• _Work order_:
Please extend the article on whales and climate change, picking up right after its last sentence.

===== Document excerpt

WRITTEN BY LAURA WELLS
LEG 8 EASTER ISLAND TO TAHITI

 

Photo credit: Laura Wells

 

Sperm whales and our Great Baleen whales such as blue, humpback, fin and minke whales can help humanity fight climate change!

As a self-confessed whale nerd, I have a huge soft spot for these magnificent beasts. Swimming with whales, researching their behaviours and DNA, having whale poop in my freezer (for science not smoothies), rescuing whales, and sometimes having to cut them up for a better understanding of the environment, has given me an appreciation and love for whales like no other animal. Spending time with them in their home, the ocean, has changed my perception of the world and has created a platform to educate others about the importance of our blue planet.

Whales are the gentle, charismatic megafauna of the sea. Some species are the length of a shipping container, others the size of two buses put end-to-end! It is almost unfathomable to imagine their incredible size, let alone envision the amount of krill they need to eat to survive- tens of tonnes a day!

And what goes in must come out!

Yes, a whale poo, more accurately described as a poonami, is a brown cloud of glorious life-creating, carbon-capturing goodness. No matter where you live in the world, the shores of the South Pacific, to the heights of the Rocky Mountains, everyone is essentially connected, potentially even reliant, on the bowel movements of our Great Whale species for carbon capture and oxygen production.

==========
===== Dataset extract

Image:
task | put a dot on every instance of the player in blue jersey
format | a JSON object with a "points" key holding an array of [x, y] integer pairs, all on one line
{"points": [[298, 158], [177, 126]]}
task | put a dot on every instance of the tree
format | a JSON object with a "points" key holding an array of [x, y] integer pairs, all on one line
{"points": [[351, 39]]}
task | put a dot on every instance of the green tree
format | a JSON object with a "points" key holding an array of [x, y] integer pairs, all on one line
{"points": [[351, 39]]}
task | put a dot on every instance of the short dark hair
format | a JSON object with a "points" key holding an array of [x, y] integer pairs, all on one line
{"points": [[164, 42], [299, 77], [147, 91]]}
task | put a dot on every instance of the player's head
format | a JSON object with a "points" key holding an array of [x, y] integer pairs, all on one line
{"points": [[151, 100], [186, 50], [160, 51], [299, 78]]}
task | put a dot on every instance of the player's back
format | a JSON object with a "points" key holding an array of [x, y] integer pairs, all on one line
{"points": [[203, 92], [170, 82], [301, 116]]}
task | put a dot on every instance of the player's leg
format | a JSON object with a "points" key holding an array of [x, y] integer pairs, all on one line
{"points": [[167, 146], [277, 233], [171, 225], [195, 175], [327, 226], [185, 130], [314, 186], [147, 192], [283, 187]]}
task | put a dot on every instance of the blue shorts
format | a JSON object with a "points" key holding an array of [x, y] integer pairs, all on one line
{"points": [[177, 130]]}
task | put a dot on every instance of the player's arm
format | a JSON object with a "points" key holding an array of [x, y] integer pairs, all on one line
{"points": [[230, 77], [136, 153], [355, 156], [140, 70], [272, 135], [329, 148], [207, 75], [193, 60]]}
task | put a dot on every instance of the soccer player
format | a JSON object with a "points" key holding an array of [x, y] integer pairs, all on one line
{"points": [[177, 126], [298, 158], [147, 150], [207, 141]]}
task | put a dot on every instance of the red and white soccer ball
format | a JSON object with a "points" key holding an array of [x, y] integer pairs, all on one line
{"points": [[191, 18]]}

==========

• _Result below_:
 

Photo credit: Laura Wells

 

Sperm whales and Baleen are able to sequester the greenhouse gas, carbon, out of our atmosphere in a few ingenious ways:

They can be literal carbon sinks:

Our Giant whales hoard carbon in their fat, stockpiling tonnes of carbon, making them akin to giant swimming forests. When the whale dies it’s carcass descends to the ocean floor sinking that stored carbon, removing it from the atmosphere, keeping it locked up for hundreds to thousands of years. Studies have estimated that just 8 species of baleen whales can collectively sink nearly 30,000 tonnes of carbon to the ocean floor each year. If whale populations bounced back to pre-commercial whaling numbers this total could be 5 fold- around 160,000 tonnes.

 

Photo credit: Laura Wells

Poo for plants and photosynthesis:

It’s not just in death that whales can help sequester carbon. During their long lifespans whales can assist in capturing even more carbon every time they poo. In the depths of the water column, baleen whales feed on millions of shrimp-like organisms called krill. The whales will then migrate to the surface to breathe and poop. Their enormous brown cloud of whale poop, whilst not fun to swim through (I can attest to that), is full of incredible life creating nutrients- nitrogen, phosphorus and iron, the perfect ingredients for phytoplankton growth.

Phytoplankton is a marine algae, the bottom and arguably the most important level of the food web- vital for ocean health. Phytoplankton can pull carbon directly out of the air via photosynthesis, just like our huge redwood and gumtrees trees, only these guys can be microscopic!

When phytoplankton die some of them sink. Falling like marine snow to the depths of our ocean, they too float their captured carbon to the sea floor to rest alongside the whale carcasses.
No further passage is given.